What you should do: Return, word for word, the part of the material below that opens with the line containing "Task: a point for each instance of the black" and closes with the line containing "pixel 352 150", with both of those lines included.

Record set:
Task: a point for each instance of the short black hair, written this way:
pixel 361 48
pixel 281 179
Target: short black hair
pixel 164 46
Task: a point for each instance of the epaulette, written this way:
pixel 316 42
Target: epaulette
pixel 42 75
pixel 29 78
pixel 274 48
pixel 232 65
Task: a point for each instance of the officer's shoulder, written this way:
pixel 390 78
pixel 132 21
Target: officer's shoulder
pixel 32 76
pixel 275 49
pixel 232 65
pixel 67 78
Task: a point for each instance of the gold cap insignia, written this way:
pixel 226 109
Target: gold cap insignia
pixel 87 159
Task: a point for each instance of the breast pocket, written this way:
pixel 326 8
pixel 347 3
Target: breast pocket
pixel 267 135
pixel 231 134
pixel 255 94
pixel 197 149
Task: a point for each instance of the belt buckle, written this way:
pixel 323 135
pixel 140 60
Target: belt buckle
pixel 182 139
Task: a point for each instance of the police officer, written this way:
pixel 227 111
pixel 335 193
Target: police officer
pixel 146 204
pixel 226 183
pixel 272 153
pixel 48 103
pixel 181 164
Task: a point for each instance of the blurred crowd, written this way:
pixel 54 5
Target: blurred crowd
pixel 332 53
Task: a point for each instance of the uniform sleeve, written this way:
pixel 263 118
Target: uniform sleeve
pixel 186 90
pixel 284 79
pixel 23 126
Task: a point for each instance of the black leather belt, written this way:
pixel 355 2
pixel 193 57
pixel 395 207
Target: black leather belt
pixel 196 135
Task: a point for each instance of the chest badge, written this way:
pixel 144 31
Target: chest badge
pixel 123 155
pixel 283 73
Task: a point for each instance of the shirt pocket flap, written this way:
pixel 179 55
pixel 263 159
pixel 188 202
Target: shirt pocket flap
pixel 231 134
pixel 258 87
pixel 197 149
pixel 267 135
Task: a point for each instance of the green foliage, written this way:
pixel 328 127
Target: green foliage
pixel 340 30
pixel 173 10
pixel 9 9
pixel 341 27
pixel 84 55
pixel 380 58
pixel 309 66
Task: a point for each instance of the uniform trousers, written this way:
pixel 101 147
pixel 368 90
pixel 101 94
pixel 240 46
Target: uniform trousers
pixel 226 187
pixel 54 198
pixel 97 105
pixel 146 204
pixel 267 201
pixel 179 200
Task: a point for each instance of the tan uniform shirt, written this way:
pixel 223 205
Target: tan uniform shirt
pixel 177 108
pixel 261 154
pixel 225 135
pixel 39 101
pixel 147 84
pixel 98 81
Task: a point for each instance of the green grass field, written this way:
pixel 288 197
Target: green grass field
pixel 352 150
---
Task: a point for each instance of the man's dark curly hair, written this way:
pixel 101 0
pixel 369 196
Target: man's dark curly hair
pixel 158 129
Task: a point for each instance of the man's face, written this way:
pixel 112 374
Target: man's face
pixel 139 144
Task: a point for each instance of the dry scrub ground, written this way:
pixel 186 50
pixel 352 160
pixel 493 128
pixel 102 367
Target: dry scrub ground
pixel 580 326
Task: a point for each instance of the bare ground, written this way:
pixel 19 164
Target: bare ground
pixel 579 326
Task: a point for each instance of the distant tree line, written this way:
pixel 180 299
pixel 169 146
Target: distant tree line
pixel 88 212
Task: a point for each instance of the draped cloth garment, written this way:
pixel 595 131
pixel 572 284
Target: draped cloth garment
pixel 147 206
==
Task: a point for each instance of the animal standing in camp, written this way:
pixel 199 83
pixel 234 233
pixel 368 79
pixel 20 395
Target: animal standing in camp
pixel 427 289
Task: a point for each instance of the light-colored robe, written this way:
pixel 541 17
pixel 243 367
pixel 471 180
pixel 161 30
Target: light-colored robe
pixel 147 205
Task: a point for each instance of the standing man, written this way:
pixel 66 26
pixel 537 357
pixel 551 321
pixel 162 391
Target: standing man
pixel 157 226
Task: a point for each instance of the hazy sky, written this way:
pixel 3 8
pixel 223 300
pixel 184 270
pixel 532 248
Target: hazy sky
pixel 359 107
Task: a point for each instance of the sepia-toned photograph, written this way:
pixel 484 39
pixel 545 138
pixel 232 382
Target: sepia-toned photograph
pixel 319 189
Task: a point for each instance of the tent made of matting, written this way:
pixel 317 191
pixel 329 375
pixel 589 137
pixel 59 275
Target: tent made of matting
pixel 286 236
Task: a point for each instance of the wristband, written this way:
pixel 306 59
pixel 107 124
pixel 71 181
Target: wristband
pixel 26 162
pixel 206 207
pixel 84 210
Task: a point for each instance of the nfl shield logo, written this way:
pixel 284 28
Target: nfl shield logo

The completed task:
Task: a point for each instance of the black leather belt, written this way:
pixel 355 2
pixel 193 57
pixel 395 207
Target: black leather belt
pixel 196 135
Task: a point for each instance of the chest badge, written this way:
pixel 144 31
Target: chest badge
pixel 123 155
pixel 283 73
Task: a point for each instance of the shirt pocket flap, written this way:
pixel 179 55
pixel 263 159
pixel 188 202
Target: shirt pocket flap
pixel 231 134
pixel 258 87
pixel 197 149
pixel 267 135
Task: a point for each instance of the green foliage, written this way:
pixel 328 127
Target: green foliage
pixel 340 30
pixel 173 10
pixel 9 9
pixel 341 27
pixel 84 55
pixel 380 58
pixel 309 66
Task: a point for each instance of the uniform trousers, written this way:
pixel 101 147
pixel 368 90
pixel 101 94
pixel 240 46
Target: uniform trousers
pixel 226 187
pixel 54 198
pixel 97 105
pixel 146 204
pixel 267 201
pixel 179 200
Task: a point for each instance of the tan uniform shirt, written this way:
pixel 223 205
Target: tan uniform shirt
pixel 177 108
pixel 261 154
pixel 225 135
pixel 39 101
pixel 147 84
pixel 98 81
Task: a point for each instance of the green grass field, written this way:
pixel 288 197
Target: green grass field
pixel 352 150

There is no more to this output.